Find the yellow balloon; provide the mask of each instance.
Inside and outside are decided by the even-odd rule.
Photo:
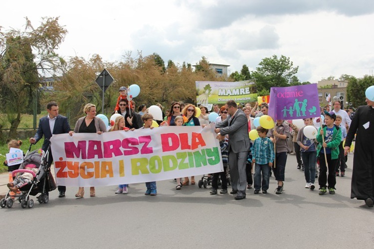
[[[258,96],[257,97],[257,103],[258,103],[259,105],[261,105],[261,103],[262,103],[262,97],[260,96]]]
[[[256,138],[260,137],[258,135],[258,132],[255,129],[252,129],[249,131],[248,135],[249,135],[249,139],[251,140],[256,140]]]
[[[268,115],[262,115],[260,118],[260,125],[265,129],[271,129],[274,127],[273,118]]]
[[[198,118],[200,115],[201,114],[201,110],[198,107],[195,108],[195,117]]]
[[[157,124],[157,122],[155,121],[154,120],[152,121],[152,126],[153,127],[159,127],[160,125],[159,125],[159,124]]]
+-------+
YOUR TASK: Rewrite all of the material above, requests included, with every polygon vertex coordinate in the answers multiplied by 0.5 and rounded to the nearest whole number, with halves rounded up. Leave the pictures out.

EXPECTED OUTPUT:
Find the yellow balloon; provide the mask of each instance.
Inside and outside are decided by the even-odd rule.
Photo:
[[[129,48],[129,49],[129,52],[129,52],[130,53],[131,53],[131,52],[131,52],[131,49],[130,48]]]
[[[128,69],[130,69],[129,68],[129,66],[128,65],[126,65],[125,66],[124,68],[125,68],[125,70],[126,70],[128,70]]]
[[[134,58],[131,58],[130,59],[130,63],[133,65],[136,65],[137,64],[137,59]]]
[[[99,59],[100,58],[101,57],[101,55],[99,54],[98,54],[98,59]]]
[[[79,62],[79,61],[78,61],[77,60],[76,61],[76,63],[77,64],[80,64],[80,63],[80,63],[80,62]]]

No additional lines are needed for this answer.